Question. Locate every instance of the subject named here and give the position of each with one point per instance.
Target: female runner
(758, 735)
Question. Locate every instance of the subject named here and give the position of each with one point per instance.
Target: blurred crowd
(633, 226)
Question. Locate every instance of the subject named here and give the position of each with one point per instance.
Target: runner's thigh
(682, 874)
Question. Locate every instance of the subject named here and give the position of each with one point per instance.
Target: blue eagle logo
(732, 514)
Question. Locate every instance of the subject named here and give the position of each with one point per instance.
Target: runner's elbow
+--
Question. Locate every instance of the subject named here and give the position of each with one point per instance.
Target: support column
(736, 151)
+--
> **Exercise objective**
Pull out each line of the data above that contains the string "Target", and treat uppercase and lowercase letters as different.

> **Result of this exercise**
Target: female runner
Target: blurred crowd
Target: runner's thigh
Target: blue eagle logo
Target: runner's elbow
Target: support column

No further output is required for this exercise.